Work to be completed:
Please copy every one of the records below word for word, leaving out the pictures.

Location annotation dataset records:
──────────────────────────────

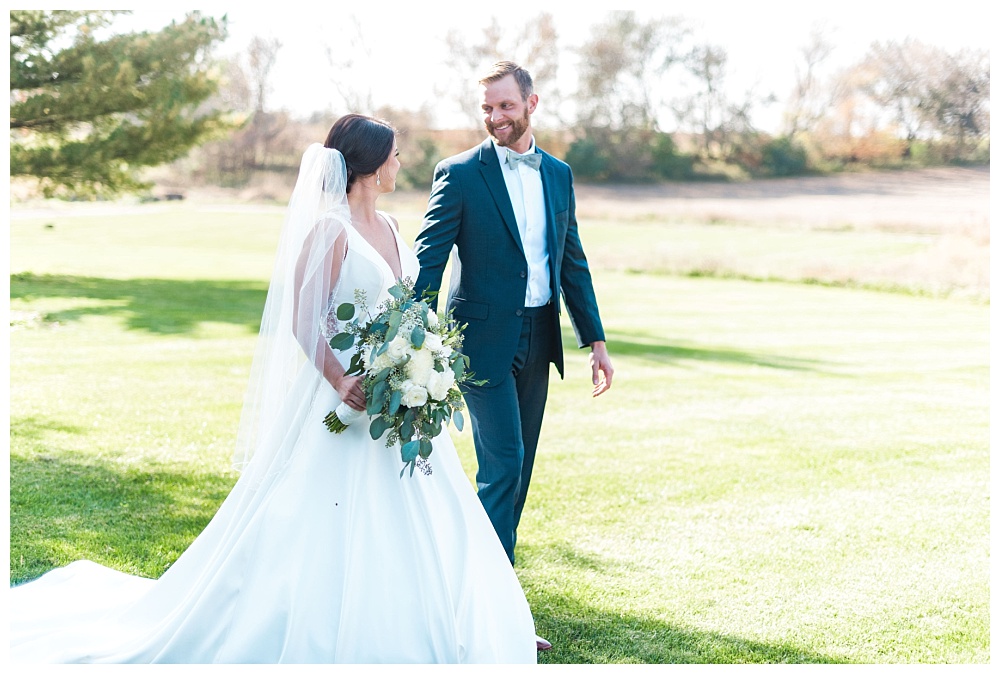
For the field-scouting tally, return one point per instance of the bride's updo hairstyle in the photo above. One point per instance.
(365, 142)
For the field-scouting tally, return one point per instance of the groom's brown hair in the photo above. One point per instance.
(501, 69)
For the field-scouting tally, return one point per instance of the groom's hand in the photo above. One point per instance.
(600, 363)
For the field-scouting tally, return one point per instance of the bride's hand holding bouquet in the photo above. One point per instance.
(410, 368)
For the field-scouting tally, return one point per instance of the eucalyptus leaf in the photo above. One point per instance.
(379, 427)
(345, 311)
(410, 450)
(417, 336)
(356, 366)
(342, 341)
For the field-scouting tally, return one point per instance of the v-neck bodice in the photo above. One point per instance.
(365, 269)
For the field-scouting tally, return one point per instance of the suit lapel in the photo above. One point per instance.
(489, 164)
(551, 235)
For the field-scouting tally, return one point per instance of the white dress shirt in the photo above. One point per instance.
(524, 186)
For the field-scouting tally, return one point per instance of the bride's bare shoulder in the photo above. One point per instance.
(392, 220)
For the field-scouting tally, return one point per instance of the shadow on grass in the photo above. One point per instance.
(584, 634)
(165, 306)
(64, 508)
(624, 344)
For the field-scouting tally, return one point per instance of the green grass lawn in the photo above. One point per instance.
(782, 472)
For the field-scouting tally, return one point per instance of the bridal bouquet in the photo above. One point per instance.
(410, 366)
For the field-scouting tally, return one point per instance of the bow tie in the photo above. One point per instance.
(533, 160)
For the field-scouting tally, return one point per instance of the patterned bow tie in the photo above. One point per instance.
(534, 160)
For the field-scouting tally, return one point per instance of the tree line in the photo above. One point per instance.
(90, 108)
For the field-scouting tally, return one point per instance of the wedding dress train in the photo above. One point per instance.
(332, 558)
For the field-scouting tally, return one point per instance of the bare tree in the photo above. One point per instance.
(805, 106)
(958, 103)
(705, 111)
(347, 71)
(261, 56)
(622, 68)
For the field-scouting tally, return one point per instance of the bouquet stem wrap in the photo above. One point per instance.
(342, 417)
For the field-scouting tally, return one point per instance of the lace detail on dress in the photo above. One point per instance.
(330, 326)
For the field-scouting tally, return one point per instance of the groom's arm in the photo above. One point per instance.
(577, 284)
(439, 230)
(581, 302)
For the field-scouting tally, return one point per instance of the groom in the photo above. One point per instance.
(508, 211)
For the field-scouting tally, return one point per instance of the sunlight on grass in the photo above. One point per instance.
(781, 473)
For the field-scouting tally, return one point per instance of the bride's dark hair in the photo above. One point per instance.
(365, 142)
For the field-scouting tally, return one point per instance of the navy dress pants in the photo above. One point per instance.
(506, 420)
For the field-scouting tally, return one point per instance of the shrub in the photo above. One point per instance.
(782, 156)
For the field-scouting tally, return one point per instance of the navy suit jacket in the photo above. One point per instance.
(469, 211)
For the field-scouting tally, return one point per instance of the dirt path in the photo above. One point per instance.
(938, 199)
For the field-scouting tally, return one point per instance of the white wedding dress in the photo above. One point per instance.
(333, 558)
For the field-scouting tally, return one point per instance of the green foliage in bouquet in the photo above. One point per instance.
(411, 366)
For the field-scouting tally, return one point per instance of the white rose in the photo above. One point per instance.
(413, 395)
(440, 383)
(381, 363)
(419, 369)
(398, 348)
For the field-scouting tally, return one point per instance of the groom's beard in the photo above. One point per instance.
(517, 129)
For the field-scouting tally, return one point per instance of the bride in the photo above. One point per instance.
(322, 553)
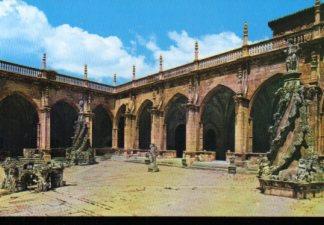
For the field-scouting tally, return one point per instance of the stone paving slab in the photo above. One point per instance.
(114, 188)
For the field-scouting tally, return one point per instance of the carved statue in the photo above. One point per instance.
(81, 151)
(130, 107)
(193, 90)
(152, 153)
(31, 171)
(292, 58)
(242, 76)
(291, 137)
(158, 98)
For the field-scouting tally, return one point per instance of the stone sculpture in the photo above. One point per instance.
(81, 152)
(31, 171)
(152, 167)
(292, 163)
(292, 58)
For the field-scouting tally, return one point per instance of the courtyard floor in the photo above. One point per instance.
(113, 188)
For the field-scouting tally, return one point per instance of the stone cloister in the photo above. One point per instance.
(209, 106)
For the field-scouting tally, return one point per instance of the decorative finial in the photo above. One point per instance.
(245, 33)
(196, 50)
(134, 72)
(44, 61)
(85, 76)
(115, 80)
(161, 63)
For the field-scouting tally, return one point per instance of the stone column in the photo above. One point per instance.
(44, 141)
(162, 133)
(241, 124)
(192, 128)
(115, 137)
(45, 130)
(201, 136)
(88, 116)
(128, 132)
(155, 129)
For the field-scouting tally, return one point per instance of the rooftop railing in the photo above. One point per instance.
(262, 47)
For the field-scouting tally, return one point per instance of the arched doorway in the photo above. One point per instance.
(264, 105)
(180, 139)
(121, 127)
(145, 126)
(218, 119)
(176, 119)
(18, 125)
(63, 117)
(102, 128)
(210, 140)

──────────────────────────────

Written solution:
For the field-scouting tally, return one point per instance of the bride's updo hairstyle in the photo above. One point per instance.
(365, 142)
For the field-scouting tally, return one point per instance of the groom's brown hair in the photo above. One point per instance.
(501, 69)
For the field-scouting tally, return one point per instance of the groom's hand in the photo above. One point per instance.
(600, 363)
For the field-scouting tally, return one point per instance of the bride's hand holding bouquet in the photo above. One point per instance.
(410, 368)
For the field-scouting tally, return one point per instance of the eucalyptus leaf in the photo above. One point per instance.
(379, 427)
(345, 311)
(410, 450)
(417, 336)
(356, 366)
(342, 341)
For the field-scouting tally, return one point per instance of the v-neck bodice in the photo above. One point per instance.
(365, 269)
For the field-scouting tally, return one point per instance of the suit lapel in the photo above. One point per instance.
(489, 164)
(551, 235)
For the field-scouting tally, return one point per instance of the white dress shirt in the photo above. One point per instance.
(524, 186)
For the field-scouting tally, return one point per instance of the bride's bare shoulder in the photo above. One point per instance.
(392, 220)
For the field-scouting tally, return one point per instance of the shadow on grass in the photo above. One point per instance.
(584, 634)
(165, 306)
(64, 508)
(624, 344)
For the field-scouting tally, return one point per instance of the green grass lawn in the photo above. One point per instance.
(782, 472)
For the field-scouting tally, return one point per instance of the bridal bouquet in the photo above. One point per instance.
(410, 366)
For the field-scouting tally, return one point per instance of the bow tie in the photo above. One point per instance.
(533, 160)
For the field-scouting tally, return one point per instance of the patterned bow tie in the photo above. One point per instance.
(534, 160)
For the field-scouting tally, return one point per instance of the tree line in the photo above. One point per instance.
(90, 108)
For the field-scouting tally, return one point per instance of the wedding dress train in the photo above. One point per instance.
(332, 558)
For the field-scouting tally, return one point per instance of the bare tree in the photo above. One point per instance.
(805, 106)
(958, 103)
(705, 111)
(347, 71)
(261, 56)
(622, 68)
For the field-scouting tally, return one point per instance of the bouquet stem wrap in the photo above. One point per instance.
(342, 417)
For the field-scouting tally, return one point per instance of the lace detail on dress in the photo above. One point per instance.
(330, 326)
For the field-scouting tally, return one point per instance of the groom's arm in the photo above. One point per instance.
(577, 284)
(439, 230)
(581, 302)
For the field-scouting tally, return one point per instance of the groom in the photo above. One point per instance.
(508, 211)
For the field-scouting tally, return one point per instance of the sunlight on grass in the photo above. One point per instance.
(781, 473)
For the field-scouting tally, return one point per instance of the bride's dark hair in the photo above. One point per instance.
(365, 142)
For the field-scouting tally, return one point per instance of the navy dress pants in the photo above. One point per instance.
(506, 420)
For the field-scouting tally, return one point per instance of the shrub in the photo above. One point per instance.
(782, 156)
For the field-scouting tally, return one point per instance of the navy suit jacket in the photo above. One point per instance.
(469, 211)
For the field-scouting tally, return one point per instance of the dirt path in the photo above. One point per instance.
(938, 199)
For the field-scouting tally, return one point per instance of the white wedding dress in the photo above. One point per instance.
(333, 558)
For the field-scouting tally, return one point per instance of the green foliage in bouquet in the photo above. One point per instance.
(411, 366)
For the field-scouting tally, return one point per instance of the white rose in the photo above. One point per instance.
(413, 395)
(440, 383)
(381, 363)
(419, 369)
(398, 348)
For the field-scouting tally, return one point per instance of the groom's beard in the photo above. One point per instance.
(517, 129)
For the field-scouting tally, return one point per instance of the bride in the photo above. One point per instance.
(322, 553)
For the field-scouting tally, return one point per instance of the stone paving slab in the photo above. One point per instance.
(114, 188)
For the field-scouting tally, return one point per instance of the carved statue in the photo above. One point per instance.
(81, 151)
(130, 107)
(193, 90)
(152, 153)
(31, 171)
(292, 58)
(242, 76)
(291, 137)
(158, 98)
For the field-scouting tally, return one point per instance of the stone sculpture in the photo above. One point per instance.
(81, 152)
(31, 171)
(152, 167)
(292, 163)
(292, 58)
For the field-scouting tally, return one point per instance of the courtyard floor in the photo above. One point per instance.
(113, 188)
For the field-scouting tally, return one point per instance of the stone cloister in the photo above. One point per instance.
(209, 106)
For the field-scouting tally, return one point per instance of the decorative finial in the photo above. One point per instance.
(245, 33)
(196, 50)
(134, 72)
(44, 61)
(85, 76)
(115, 80)
(161, 63)
For the field-scouting tally, return one point per instance of the stone column in the photo above. One point per instance.
(44, 141)
(162, 133)
(241, 124)
(192, 128)
(115, 137)
(45, 130)
(201, 136)
(88, 116)
(128, 132)
(155, 129)
For the field-scouting tally, return one point per instance of the rooftop railing in the photo above. One point per instance.
(262, 47)
For the field-scouting tally, return one point per instance of the arched doorway in the photo above. One point per instance.
(264, 105)
(180, 139)
(121, 127)
(145, 126)
(218, 119)
(176, 119)
(18, 125)
(63, 117)
(102, 128)
(210, 140)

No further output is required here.